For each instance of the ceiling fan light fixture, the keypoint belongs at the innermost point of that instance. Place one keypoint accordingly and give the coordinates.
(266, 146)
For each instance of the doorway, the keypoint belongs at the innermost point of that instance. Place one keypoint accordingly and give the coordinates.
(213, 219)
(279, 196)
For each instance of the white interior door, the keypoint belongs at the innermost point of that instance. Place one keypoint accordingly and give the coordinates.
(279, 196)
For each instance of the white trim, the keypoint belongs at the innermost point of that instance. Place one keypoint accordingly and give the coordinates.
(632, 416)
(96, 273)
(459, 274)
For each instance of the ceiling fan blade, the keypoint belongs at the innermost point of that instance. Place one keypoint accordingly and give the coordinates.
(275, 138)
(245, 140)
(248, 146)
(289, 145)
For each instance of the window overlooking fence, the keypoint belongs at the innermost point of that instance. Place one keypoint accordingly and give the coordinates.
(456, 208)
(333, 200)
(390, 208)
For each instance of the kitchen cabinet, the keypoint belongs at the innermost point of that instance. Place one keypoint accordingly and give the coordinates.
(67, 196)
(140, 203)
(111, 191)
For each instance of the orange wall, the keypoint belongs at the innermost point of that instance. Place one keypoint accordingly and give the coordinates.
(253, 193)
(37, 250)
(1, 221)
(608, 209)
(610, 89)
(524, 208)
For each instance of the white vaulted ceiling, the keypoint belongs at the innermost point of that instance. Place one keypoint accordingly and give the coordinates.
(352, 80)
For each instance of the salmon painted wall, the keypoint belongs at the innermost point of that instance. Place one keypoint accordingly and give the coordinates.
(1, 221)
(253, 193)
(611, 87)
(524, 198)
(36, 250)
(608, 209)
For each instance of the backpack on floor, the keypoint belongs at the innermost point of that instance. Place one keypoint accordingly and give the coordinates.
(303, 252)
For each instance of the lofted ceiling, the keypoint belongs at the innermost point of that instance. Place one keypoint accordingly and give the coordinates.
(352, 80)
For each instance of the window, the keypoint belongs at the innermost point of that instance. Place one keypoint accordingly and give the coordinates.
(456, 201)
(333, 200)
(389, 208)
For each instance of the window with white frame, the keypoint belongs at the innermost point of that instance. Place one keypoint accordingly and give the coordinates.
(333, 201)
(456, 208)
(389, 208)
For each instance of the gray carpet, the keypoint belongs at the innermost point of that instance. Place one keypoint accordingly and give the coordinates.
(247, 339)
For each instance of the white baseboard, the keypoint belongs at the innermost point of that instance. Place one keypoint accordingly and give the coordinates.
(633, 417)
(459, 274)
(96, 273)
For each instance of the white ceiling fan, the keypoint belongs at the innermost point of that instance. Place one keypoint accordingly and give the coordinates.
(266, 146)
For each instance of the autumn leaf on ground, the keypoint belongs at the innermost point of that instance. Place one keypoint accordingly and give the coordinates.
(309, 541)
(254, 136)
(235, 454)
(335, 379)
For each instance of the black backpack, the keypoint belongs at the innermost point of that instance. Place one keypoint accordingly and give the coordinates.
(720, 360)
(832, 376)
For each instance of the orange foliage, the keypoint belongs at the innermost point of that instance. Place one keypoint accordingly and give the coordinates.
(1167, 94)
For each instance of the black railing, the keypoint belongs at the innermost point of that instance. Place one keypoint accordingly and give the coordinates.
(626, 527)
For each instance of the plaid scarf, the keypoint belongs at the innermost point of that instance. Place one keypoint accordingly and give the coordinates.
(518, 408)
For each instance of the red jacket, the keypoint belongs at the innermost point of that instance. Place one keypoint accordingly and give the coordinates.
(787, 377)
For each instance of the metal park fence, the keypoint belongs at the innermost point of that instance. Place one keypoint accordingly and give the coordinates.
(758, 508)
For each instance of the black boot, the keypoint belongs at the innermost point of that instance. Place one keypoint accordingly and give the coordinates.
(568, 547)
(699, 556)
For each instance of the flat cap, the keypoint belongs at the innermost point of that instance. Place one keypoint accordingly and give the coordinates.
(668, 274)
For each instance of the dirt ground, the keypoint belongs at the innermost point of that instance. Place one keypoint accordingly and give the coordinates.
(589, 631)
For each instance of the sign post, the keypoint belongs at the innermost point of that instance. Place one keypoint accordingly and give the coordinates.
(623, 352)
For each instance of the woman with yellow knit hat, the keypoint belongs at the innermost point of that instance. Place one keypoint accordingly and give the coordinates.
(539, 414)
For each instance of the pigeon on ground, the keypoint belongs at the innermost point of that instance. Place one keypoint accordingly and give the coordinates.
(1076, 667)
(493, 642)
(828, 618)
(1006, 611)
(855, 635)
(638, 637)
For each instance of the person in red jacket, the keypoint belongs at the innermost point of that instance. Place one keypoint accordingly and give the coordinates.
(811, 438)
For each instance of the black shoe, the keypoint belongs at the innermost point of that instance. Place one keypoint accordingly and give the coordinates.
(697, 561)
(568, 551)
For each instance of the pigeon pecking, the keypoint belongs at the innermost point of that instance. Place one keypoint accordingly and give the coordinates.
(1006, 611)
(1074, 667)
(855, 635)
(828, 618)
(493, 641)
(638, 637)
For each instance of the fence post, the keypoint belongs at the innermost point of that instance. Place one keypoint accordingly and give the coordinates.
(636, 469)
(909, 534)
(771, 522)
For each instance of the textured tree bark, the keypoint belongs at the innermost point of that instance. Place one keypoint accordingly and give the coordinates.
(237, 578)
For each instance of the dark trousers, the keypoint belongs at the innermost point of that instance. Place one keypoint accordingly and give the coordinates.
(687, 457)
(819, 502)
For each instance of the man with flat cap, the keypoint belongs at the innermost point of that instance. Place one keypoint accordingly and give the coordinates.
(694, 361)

--*--

DIRECTIONS FOR THIS TASK => Output the lines above as a JSON list of strings, one string per line, skipping any blank lines.

EXPECTED OUTPUT =>
[
  "For each instance of the ceiling fan light fixture, the keypoint belongs at the innermost point of that instance. Place one keypoint accordingly and give the coordinates.",
  "(266, 146)",
  "For each instance of the doorway, the keypoint belongs at the innermost point of that instance. Place one keypoint accordingly and give the coordinates.",
  "(213, 219)",
  "(279, 196)",
  "For each instance of the white interior door, the keypoint belongs at the innermost point of that instance. Place one keypoint accordingly and give the coordinates.",
  "(279, 196)",
  "For each instance of the white trim, the keypoint belongs at the innermost point of that instance. Place one keypoint accordingly and give the coordinates.",
  "(632, 416)",
  "(96, 273)",
  "(459, 274)",
  "For each instance of the ceiling fan blade, the keypoint belongs at the innermost point of that instance. Place one keypoint accordingly and give the coordinates.",
  "(275, 138)",
  "(245, 140)",
  "(248, 146)",
  "(289, 145)",
  "For each instance of the window overlooking fence, the keypoint belongs at the innermost point of that instance. Place one keypoint accordingly and give the coordinates.",
  "(456, 208)",
  "(333, 200)",
  "(390, 208)",
  "For each instance of the kitchen cabinet, the keypoint belongs at the innermost point of that instance. Place one keypoint accordingly and give the coordinates.",
  "(67, 196)",
  "(140, 203)",
  "(111, 191)",
  "For each instance of the orange wall, the keypoint belongs at the innermost point of that instance. Place one keypoint accordingly and give the coordinates.",
  "(253, 193)",
  "(37, 250)",
  "(1, 221)",
  "(608, 209)",
  "(610, 89)",
  "(524, 208)",
  "For each instance of the white vaulted ceiling, the keypoint belongs at the innermost point of that instance. Place one keypoint accordingly and give the coordinates.",
  "(352, 80)",
  "For each instance of the salmon painted wall, the keypoint belongs at the innermost point of that instance. Place one keypoint accordingly and give the coordinates.",
  "(1, 221)",
  "(253, 193)",
  "(611, 87)",
  "(524, 198)",
  "(36, 250)",
  "(608, 209)",
  "For each instance of the backpack on floor, the keypoint belongs at the innermost point of that instance. Place one keypoint accordingly and give the coordinates.",
  "(303, 252)",
  "For each instance of the lofted ceiling, the keypoint belongs at the innermost point of that instance. Place one keypoint accordingly and give the coordinates.",
  "(352, 80)",
  "For each instance of the window, the keypoint belongs at the innermost point of that instance. Place one keypoint accordingly and give the coordinates.",
  "(456, 201)",
  "(333, 200)",
  "(389, 208)",
  "For each instance of the window with white frame, the keypoint belongs at the innermost point of that instance. Place one keypoint accordingly and give the coordinates.",
  "(333, 201)",
  "(456, 208)",
  "(389, 208)",
  "For each instance of the gray carpet, the keypoint belongs at the innermost point of that instance. Place one keypoint accordingly and give the coordinates.",
  "(247, 339)",
  "For each instance of the white baseboard, the keypoint belongs at the innermost point of that instance. Place one keypoint accordingly and give the coordinates.",
  "(633, 417)",
  "(459, 274)",
  "(96, 273)",
  "For each instance of the white ceiling fan, the keypoint belongs at the innermost point of that instance. Place one keypoint accordingly and give the coordinates.",
  "(266, 146)",
  "For each instance of the autumn leaf on ground, the keypoint belongs at the innermost point of that instance. Place one keypoint accordingly and give the coordinates.",
  "(309, 541)",
  "(254, 136)",
  "(235, 454)",
  "(335, 379)",
  "For each instance of the black backpack, the keypoint belongs at the innermost point of that instance. Place one keypoint accordingly and give the coordinates.",
  "(720, 360)",
  "(832, 376)",
  "For each instance of the orange foliage, the keypoint belongs at the innermost point of that instance. Place one keypoint accordingly and give the coordinates.",
  "(1167, 94)",
  "For each instance of the black railing, the keypoint belongs at the innermost point of that instance. Place one keypoint accordingly and give the coordinates.",
  "(626, 527)",
  "For each instance of the plaid scarf, the keypoint belongs at the innermost point of that instance. Place one keypoint accordingly and give the coordinates.",
  "(518, 408)",
  "For each instance of the red jacket, the keypoint belongs at the innermost point of that instance. Place one keypoint accordingly and give the coordinates.",
  "(787, 377)",
  "For each instance of the metal park fence, the keypoint belongs at the innermost point of that instance. Place one keypoint accordingly and give the coordinates.",
  "(758, 508)",
  "For each instance of the black boot, the keypoint belongs at the innermost point of that instance. Place one keypoint accordingly and give the coordinates.",
  "(568, 547)",
  "(699, 556)",
  "For each instance of the flat cap, the keypoint belongs at the innermost point of that instance. Place one keypoint accordingly and give the coordinates.",
  "(668, 274)",
  "For each instance of the dirt ground, the keypoint belongs at the innermost point of that instance. Place one keypoint accordingly and give the coordinates.",
  "(589, 631)",
  "For each instance of the sign post, the keypoint belongs at the innermost point of that instance. Place one keypoint accordingly and give the coordinates.",
  "(623, 352)",
  "For each instance of the woman with yellow knit hat, the keypoint belongs at the innermost point of that instance. Place one keypoint accordingly and give the coordinates.",
  "(539, 414)",
  "For each instance of the pigeon on ground, the keypoint belongs at the innermost point of that instance. Place one keypoint accordingly and give the coordinates.",
  "(1076, 667)",
  "(493, 642)",
  "(828, 618)",
  "(1006, 611)",
  "(855, 635)",
  "(638, 637)",
  "For each instance of the person in red jacket, the keypoint belongs at the innermost point of that instance. Place one keypoint accordingly and give the coordinates.",
  "(811, 438)",
  "For each instance of the black shoe, the keypoint belongs at the innermost point of that instance. Place one keypoint accordingly and give the coordinates.",
  "(697, 561)",
  "(568, 551)",
  "For each instance of the pigeon pecking, the keypoint belongs at the innermost point of that instance. Place one keypoint accordingly and give the coordinates.",
  "(1006, 611)",
  "(1074, 667)",
  "(855, 635)",
  "(828, 618)",
  "(493, 641)",
  "(638, 637)",
  "For each instance of the fence post, the keypoint belongs at the innermost point of that instance. Place one keypoint accordingly and give the coordinates.",
  "(636, 469)",
  "(909, 534)",
  "(771, 522)",
  "For each instance of the textured tree bark, the keypoint belongs at the innermost point of that instance. Place one keypoint accordingly and give the coordinates.",
  "(237, 578)",
  "For each instance of the dark trousers, the keypoint belongs at the innermost point of that instance. Place one keypoint accordingly and give the coordinates.",
  "(687, 457)",
  "(819, 502)",
  "For each instance of the man with flat cap, the keypoint belongs at the innermost point of that instance. Place one keypoint accordingly and give the coordinates.",
  "(694, 361)"
]